## Your objective
Please continue the passage on the health benefits of coffee from where it stops.

## Text passage
··········
Benefits of Drinking Coffee
Drinking coffee has some adverse effects on our health, but it’s not all doom and gloom. Coffee contains some valuable nutrients that help the human body, and it lowers the risk of certain diseases.
Below are some health benefits associated with drinking coffee:
Coffee is one dietary component that’s been heavily studied, and for coffee lovers, the good news is the findings are mostly positive. It’s probably the reason moderate coffee consumption (whether caffeinated or decaf) has been linked with a longer lifespan.
Coffee reduces the risk of death by 8 to 10%, with this rate increasing among higher consumers. It can also reduce the risk of developing cardiovascular disease, including stroke, heart attack, and heart failure.
For example, drinking two eight-ounce servings per day can prevent heart failure. And studies have also shown that coffee consumption helps maintain healthy blood pressure levels.
··········
(Dataset items)
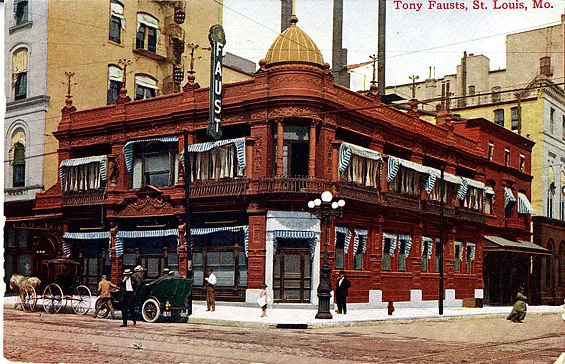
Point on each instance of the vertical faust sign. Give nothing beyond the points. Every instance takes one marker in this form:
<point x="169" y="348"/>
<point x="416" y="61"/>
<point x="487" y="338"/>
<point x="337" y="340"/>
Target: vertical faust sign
<point x="217" y="39"/>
··········
## Answer for this exercise
Lowers Risk of Type 2 Diabetes
Studies conducted on 48,000 people revealed that increasing coffee consumption by a cup per day over four years lowered the risk of developing type 2 diabetes by 11%.
Further analysis concluded that drinking four to six cups of coffee, whether caffeinated or decaffeinated, every day can lower the risk of developing metabolic syndrome, including type 2 diabetes.
Lowers Risk of Alzheimer’s and Parkinson’s
Various studies have shown that caffeine can help minimize the risk of getting Parkinson’s disease, although these are not conclusive.
According to one of the studies, men who drink a lot of coffee (more than four cups) daily may be at a lower risk of getting Parkinson’s disease, and in people with the disease, it helps control movement.
A meta-analysis conducted in 2017 found that coffee consumption lowers the risk of Parkinson’s disease, even for smokers. It also suggested that drinking coffee makes people less likely to experience depression and Alzheimer’s disease.
Lowers Risk of Some Cancers
Coffee lowers the risk of colon, uterine, and liver cancer. Research has shown that drinking about three cups per day might reduce liver cancer susceptibility by 40 to 50%.
And in 2019, a review of various literature on expert reports, observational studies, and meta-analyses on the correlation between coffee intake and liver cancer risk concurred that coffee consumption lowered the risk of getting liver cancer.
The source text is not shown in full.